> _Work required_:
Repeat every line below exactly, word for word.

> _Data provided_:
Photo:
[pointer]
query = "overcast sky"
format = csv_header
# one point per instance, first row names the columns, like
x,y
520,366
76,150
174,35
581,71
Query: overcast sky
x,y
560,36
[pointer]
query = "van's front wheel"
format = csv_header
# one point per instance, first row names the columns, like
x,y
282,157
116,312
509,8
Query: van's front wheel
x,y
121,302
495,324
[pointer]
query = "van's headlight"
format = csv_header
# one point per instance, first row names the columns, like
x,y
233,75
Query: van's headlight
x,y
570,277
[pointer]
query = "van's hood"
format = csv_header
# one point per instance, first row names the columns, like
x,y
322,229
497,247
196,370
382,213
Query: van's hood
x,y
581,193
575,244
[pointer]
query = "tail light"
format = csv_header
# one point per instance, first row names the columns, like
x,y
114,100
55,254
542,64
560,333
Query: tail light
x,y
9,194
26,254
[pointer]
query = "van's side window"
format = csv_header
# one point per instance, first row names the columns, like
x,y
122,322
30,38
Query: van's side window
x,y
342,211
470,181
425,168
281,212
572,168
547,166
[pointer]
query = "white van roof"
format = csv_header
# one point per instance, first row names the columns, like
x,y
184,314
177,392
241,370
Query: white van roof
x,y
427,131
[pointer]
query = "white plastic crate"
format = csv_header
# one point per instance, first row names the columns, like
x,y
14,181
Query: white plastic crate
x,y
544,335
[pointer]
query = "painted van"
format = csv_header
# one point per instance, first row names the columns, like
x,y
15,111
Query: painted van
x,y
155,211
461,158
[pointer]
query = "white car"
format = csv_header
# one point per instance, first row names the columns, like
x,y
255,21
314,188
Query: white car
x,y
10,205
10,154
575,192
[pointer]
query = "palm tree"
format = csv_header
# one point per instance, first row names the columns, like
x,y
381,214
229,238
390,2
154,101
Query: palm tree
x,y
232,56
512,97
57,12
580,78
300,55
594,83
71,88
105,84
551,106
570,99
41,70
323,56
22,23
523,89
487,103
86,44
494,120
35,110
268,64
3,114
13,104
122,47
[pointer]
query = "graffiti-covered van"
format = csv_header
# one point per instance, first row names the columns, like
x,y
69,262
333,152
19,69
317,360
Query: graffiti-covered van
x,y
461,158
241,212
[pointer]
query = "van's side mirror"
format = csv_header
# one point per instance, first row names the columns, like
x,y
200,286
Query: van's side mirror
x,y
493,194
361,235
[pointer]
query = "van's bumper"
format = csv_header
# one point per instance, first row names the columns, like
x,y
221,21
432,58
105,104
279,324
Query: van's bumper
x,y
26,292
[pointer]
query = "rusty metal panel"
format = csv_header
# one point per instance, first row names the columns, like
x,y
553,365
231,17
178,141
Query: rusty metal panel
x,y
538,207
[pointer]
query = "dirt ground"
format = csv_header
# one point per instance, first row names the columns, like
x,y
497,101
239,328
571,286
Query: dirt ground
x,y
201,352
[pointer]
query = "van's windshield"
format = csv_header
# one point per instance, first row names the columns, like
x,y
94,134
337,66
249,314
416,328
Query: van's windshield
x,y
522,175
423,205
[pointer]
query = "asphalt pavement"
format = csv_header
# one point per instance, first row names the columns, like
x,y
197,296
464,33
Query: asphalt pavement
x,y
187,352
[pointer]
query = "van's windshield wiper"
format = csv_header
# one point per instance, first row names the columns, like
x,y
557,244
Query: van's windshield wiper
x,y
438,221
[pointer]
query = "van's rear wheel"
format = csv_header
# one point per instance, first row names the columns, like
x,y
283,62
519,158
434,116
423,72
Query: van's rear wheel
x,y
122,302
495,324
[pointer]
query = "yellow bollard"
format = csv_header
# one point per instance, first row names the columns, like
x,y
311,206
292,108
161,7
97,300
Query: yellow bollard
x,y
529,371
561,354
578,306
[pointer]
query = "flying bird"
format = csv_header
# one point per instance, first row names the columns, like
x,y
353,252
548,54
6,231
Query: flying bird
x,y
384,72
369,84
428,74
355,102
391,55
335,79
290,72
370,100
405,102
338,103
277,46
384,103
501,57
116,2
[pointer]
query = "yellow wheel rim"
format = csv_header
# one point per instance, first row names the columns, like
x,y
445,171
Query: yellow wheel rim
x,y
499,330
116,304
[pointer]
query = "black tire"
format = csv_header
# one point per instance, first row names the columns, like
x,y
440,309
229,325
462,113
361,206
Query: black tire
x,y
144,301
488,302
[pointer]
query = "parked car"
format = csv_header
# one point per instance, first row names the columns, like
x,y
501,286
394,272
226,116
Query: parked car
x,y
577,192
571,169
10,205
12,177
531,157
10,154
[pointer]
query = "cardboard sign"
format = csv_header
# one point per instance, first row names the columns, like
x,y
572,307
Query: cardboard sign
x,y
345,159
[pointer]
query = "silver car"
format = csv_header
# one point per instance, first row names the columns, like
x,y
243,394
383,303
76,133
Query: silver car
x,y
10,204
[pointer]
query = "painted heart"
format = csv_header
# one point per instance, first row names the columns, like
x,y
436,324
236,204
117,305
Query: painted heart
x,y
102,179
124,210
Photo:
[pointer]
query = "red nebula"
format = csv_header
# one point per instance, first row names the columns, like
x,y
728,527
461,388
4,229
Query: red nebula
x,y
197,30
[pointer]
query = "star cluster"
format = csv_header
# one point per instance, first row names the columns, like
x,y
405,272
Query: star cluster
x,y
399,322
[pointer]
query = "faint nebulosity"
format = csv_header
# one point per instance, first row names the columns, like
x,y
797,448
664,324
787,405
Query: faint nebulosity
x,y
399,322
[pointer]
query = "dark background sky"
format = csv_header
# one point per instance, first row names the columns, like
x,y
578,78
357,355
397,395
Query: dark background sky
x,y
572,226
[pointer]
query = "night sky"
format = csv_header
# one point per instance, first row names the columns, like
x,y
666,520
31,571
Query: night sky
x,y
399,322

> _Answer to the problem_:
Photo:
[pointer]
query = "overcast sky"
format = csv_header
# one point per instance, first row names the columns, like
x,y
520,366
76,150
174,35
581,71
Query: overcast sky
x,y
560,36
[pointer]
query = "van's front wheel"
format = csv_header
# one point per instance, first row names the columns, like
x,y
282,157
116,312
509,8
Query: van's front wheel
x,y
121,302
495,324
[pointer]
query = "van's headlight"
format = csv_header
# one point per instance, first row names the columns, like
x,y
233,75
Query: van's headlight
x,y
570,277
[pointer]
query = "van's hood"
format = csv_header
# one point per instance, first row names the columns, like
x,y
322,229
497,247
196,370
382,213
Query: van's hood
x,y
581,193
575,244
[pointer]
query = "tail light"
format = csv_header
# one point per instance, first row names the columns, like
x,y
114,100
55,254
542,64
560,333
Query: tail light
x,y
9,194
26,254
[pointer]
query = "van's side window"
format = csv_header
# one point per instance, first row names the columns, like
x,y
122,322
30,38
Query: van's side window
x,y
342,211
470,181
425,168
281,212
572,168
547,166
[pointer]
query = "white van roof"
format = csv_header
# one point per instance, first row names the columns, like
x,y
184,314
177,392
241,370
Query: white van roof
x,y
427,131
[pointer]
query = "white plastic crate"
format = csv_header
# one point per instance, first row names the columns, like
x,y
14,181
Query: white plastic crate
x,y
544,335
[pointer]
query = "painted van"
format = csv_header
# one point per instance, first row names the columns, like
x,y
15,111
Query: painted van
x,y
155,211
461,158
[pointer]
query = "white car"
format = csv_header
# one point per instance, first row names the columns, like
x,y
255,21
314,188
Query: white car
x,y
10,205
10,154
575,192
[pointer]
query = "palm tree"
format = csv_header
# one point per instance, first row names the columns, like
x,y
381,214
229,238
390,2
154,101
Query: palm tree
x,y
232,56
512,97
57,12
580,78
300,55
594,83
71,88
105,84
551,106
570,99
41,70
323,56
22,23
523,89
487,103
86,44
494,120
35,110
268,64
3,114
13,104
122,47
[pointer]
query = "graffiti-covered van"
format = csv_header
# one point per instance, first row names the columns, like
x,y
69,262
333,152
19,69
317,360
Query: graffiti-covered van
x,y
461,158
241,212
[pointer]
query = "van's side mirror"
format = csv_header
# one point per instance, first row names the columns, like
x,y
200,286
Query: van's side mirror
x,y
493,194
361,235
[pointer]
query = "van's bumper"
format = csv_header
# one point per instance, first row names the columns, like
x,y
221,21
432,58
105,104
279,324
Query: van's bumper
x,y
26,292
[pointer]
query = "rusty metal panel"
format = csv_header
# one point per instance, first row names the columns, like
x,y
553,365
231,17
178,141
Query: rusty metal panel
x,y
538,207
[pointer]
query = "dirt ground"
format = csv_header
# one point per instance, first row names the columns, like
x,y
497,101
239,328
571,286
Query: dirt ground
x,y
201,352
[pointer]
query = "van's windshield"
format = csv_header
# one point per instance, first row names the columns, like
x,y
94,134
337,66
249,314
416,328
Query: van's windshield
x,y
522,175
423,205
[pointer]
query = "asphalt pavement"
format = csv_header
# one point per instance, first row names the columns, like
x,y
197,296
464,33
Query: asphalt pavement
x,y
187,352
[pointer]
query = "van's windshield wiper"
format = csv_header
# one point per instance, first row names the columns, like
x,y
557,244
Query: van's windshield wiper
x,y
438,221
[pointer]
query = "van's rear wheel"
format = csv_header
# one point per instance, first row names the columns, like
x,y
283,62
519,158
434,116
423,72
Query: van's rear wheel
x,y
122,302
495,324
[pointer]
query = "yellow bollard"
format = csv_header
# one point per instance, first row names the columns, like
x,y
311,206
292,108
161,7
97,300
Query: yellow bollard
x,y
529,371
561,354
578,306
[pointer]
query = "flying bird"
format = csv_header
# one point per instance, first row names the columns, like
x,y
353,252
548,54
6,231
Query: flying bird
x,y
384,72
369,84
428,74
355,102
391,55
335,79
290,72
370,100
405,102
338,103
277,46
384,103
501,57
116,2
[pointer]
query = "yellow wheel rim"
format = csv_header
# one point per instance, first row names the columns, like
x,y
445,171
Query: yellow wheel rim
x,y
499,330
116,304
[pointer]
query = "black tire"
format = csv_header
# one point per instance, first row names the columns, like
x,y
440,309
229,325
462,113
361,206
Query: black tire
x,y
144,301
488,302
[pointer]
query = "parked car"
format = csv_header
# one point per instance, first row names the columns, like
x,y
501,286
394,272
226,116
Query: parked car
x,y
577,192
571,169
10,205
12,177
531,157
10,154
[pointer]
query = "cardboard sign"
format = csv_header
# one point per instance, first row names the columns, like
x,y
572,307
Query: cardboard sign
x,y
345,159
[pointer]
query = "silver car"
format = csv_header
# one point per instance, first row names the columns, like
x,y
243,394
383,303
76,133
Query: silver car
x,y
10,204
[pointer]
query = "painted heart"
format = csv_header
# one point per instance, first row names the columns, like
x,y
436,324
236,204
117,305
Query: painted heart
x,y
102,179
124,210
Photo:
[pointer]
query = "red nebula"
format = csv_header
# one point per instance, first row names the columns, like
x,y
728,527
461,388
4,229
Query: red nebula
x,y
197,30
[pointer]
query = "star cluster"
format = csv_header
# one point per instance, first row names the columns, like
x,y
405,272
Query: star cluster
x,y
399,322
[pointer]
query = "faint nebulosity"
format = csv_header
# one point per instance, first row names the columns, like
x,y
797,448
664,324
787,405
Query: faint nebulosity
x,y
399,322
[pointer]
query = "dark background sky"
format = csv_header
# one point per instance, first row names the columns, like
x,y
578,78
357,355
397,395
Query: dark background sky
x,y
572,226
[pointer]
query = "night sky"
format = csv_header
# one point per instance, first row names the columns, like
x,y
666,520
31,571
Query: night sky
x,y
399,322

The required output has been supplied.